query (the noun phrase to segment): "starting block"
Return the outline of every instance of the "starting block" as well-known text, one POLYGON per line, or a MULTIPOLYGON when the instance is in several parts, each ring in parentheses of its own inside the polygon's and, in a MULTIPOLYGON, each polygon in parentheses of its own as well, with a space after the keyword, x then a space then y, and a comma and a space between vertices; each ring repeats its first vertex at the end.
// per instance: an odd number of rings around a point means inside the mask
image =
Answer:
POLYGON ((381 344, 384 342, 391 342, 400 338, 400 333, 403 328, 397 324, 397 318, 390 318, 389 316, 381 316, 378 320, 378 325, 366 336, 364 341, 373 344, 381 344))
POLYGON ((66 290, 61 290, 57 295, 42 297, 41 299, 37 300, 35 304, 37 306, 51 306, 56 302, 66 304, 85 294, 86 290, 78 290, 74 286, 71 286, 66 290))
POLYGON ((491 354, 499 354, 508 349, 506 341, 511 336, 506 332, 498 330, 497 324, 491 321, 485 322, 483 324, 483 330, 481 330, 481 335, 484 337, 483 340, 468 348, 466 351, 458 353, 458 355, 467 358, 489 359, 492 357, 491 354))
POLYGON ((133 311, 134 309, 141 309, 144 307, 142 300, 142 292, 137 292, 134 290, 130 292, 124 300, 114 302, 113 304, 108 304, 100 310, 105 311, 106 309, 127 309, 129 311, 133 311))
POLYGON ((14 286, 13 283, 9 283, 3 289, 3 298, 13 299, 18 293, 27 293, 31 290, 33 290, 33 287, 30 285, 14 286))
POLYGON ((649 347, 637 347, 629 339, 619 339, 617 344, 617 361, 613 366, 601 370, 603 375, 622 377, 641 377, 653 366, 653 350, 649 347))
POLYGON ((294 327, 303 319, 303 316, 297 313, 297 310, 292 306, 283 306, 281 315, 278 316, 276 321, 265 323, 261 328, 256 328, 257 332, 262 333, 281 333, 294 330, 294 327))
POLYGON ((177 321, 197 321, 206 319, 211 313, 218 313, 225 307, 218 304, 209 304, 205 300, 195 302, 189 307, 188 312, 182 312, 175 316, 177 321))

What the task requires
The full set of data above must come back exactly as written.

Task solution
query (the noun phrase to segment): "starting block"
Return the outline of every instance of the "starting block" as well-known text, one POLYGON per line, or a MULTIPOLYGON when the instance is in several parts, each ring in parentheses of its own inside the polygon's and, in a MULTIPOLYGON, each polygon in parentheses of its own as well, with a space after the keyword, x then a space then y, and a comma and a space between vertices; each ring repeats its first vertex at the end.
// per instance: an odd number of rings around a point means inside the mask
image =
Answer:
POLYGON ((381 344, 384 342, 391 342, 400 338, 400 333, 403 328, 397 324, 397 318, 390 318, 389 316, 381 316, 378 320, 378 325, 366 336, 364 341, 373 344, 381 344))
POLYGON ((66 290, 61 290, 57 295, 42 297, 41 299, 37 300, 35 304, 37 306, 51 306, 56 302, 66 304, 85 294, 86 290, 78 290, 74 286, 71 286, 66 290))
POLYGON ((491 354, 499 354, 508 349, 506 341, 511 336, 506 332, 498 330, 497 324, 491 321, 485 322, 483 324, 483 330, 481 330, 481 335, 484 337, 483 340, 468 348, 466 351, 458 353, 458 355, 467 358, 489 359, 492 357, 491 354))
POLYGON ((133 311, 134 309, 141 309, 144 307, 142 300, 142 292, 137 292, 134 290, 130 292, 124 300, 114 302, 113 304, 108 304, 100 310, 105 311, 106 309, 127 309, 129 311, 133 311))
POLYGON ((14 286, 13 283, 9 283, 3 289, 3 298, 13 299, 18 293, 27 293, 31 290, 33 290, 33 287, 30 285, 14 286))
POLYGON ((649 347, 637 347, 629 339, 619 339, 617 344, 617 361, 613 366, 601 370, 603 375, 622 377, 641 377, 653 366, 653 350, 649 347))
POLYGON ((294 327, 303 319, 303 316, 297 313, 297 310, 292 306, 283 306, 281 315, 278 316, 276 321, 265 323, 261 328, 256 328, 257 332, 262 333, 281 333, 294 330, 294 327))
POLYGON ((177 321, 197 321, 206 319, 211 313, 218 313, 225 307, 218 304, 209 304, 205 300, 195 302, 189 307, 188 312, 182 312, 175 316, 177 321))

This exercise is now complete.